PROBLEM TO WORK ON:
Return verbatim the line containing "Query: paved street" together with all lines that follow it, through the end of the records.

Point-per-instance localization data
★ ★ ★

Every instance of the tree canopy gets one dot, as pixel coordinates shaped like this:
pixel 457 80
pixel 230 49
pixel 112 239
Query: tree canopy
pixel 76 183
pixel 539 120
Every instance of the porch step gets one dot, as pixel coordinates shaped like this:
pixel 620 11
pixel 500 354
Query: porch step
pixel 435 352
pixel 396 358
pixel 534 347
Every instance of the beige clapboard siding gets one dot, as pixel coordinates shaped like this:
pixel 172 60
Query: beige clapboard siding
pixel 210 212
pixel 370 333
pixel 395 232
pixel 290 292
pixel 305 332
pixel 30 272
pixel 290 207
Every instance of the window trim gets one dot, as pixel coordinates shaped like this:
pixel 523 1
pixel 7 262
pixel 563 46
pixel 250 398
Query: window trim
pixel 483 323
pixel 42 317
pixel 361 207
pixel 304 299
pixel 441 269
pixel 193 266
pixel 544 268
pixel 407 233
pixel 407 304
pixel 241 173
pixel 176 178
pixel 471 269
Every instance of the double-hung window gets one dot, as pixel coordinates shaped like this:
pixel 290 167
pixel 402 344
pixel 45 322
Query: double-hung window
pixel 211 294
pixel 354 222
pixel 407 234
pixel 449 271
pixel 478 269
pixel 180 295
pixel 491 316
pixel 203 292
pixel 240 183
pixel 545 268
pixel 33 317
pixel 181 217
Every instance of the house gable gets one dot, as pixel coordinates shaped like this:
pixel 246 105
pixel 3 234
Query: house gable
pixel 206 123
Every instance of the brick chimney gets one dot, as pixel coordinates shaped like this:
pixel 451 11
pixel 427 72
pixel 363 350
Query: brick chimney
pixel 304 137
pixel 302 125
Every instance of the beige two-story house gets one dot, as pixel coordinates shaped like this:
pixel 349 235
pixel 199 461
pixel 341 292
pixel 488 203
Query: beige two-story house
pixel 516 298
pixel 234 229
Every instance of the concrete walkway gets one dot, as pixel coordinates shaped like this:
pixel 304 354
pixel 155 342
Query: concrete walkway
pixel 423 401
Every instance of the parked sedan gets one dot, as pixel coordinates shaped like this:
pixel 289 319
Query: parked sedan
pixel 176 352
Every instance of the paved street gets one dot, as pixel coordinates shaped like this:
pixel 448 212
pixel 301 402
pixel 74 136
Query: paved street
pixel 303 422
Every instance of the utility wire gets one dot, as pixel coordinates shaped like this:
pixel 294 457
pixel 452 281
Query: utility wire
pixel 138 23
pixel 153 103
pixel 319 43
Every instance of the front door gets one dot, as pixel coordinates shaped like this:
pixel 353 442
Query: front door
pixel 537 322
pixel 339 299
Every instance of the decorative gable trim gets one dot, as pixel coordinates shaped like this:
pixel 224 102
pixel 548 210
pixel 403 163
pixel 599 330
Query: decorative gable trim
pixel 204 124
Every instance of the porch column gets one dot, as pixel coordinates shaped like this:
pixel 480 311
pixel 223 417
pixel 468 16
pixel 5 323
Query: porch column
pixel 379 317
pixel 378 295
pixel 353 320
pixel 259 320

★ ★ ★

ANSWER FOR THE TASK:
Query: paved street
pixel 303 422
Every instance of the utility wire gets one dot, as pixel coordinates shaped like this:
pixel 294 457
pixel 452 281
Query: utility wire
pixel 138 23
pixel 153 103
pixel 319 43
Every instance of the front door gets one dot, as pixel coordinates shaped like this:
pixel 353 442
Query: front door
pixel 537 322
pixel 339 299
Every instance of the decorative gable trim gets one dot, as pixel coordinates shaped like this:
pixel 224 102
pixel 548 210
pixel 403 163
pixel 599 330
Query: decorative gable trim
pixel 204 124
Every instance of the porch column gets one dot, as pixel coordinates shaped like this:
pixel 480 311
pixel 223 417
pixel 468 16
pixel 5 323
Query: porch column
pixel 379 317
pixel 378 295
pixel 353 320
pixel 259 320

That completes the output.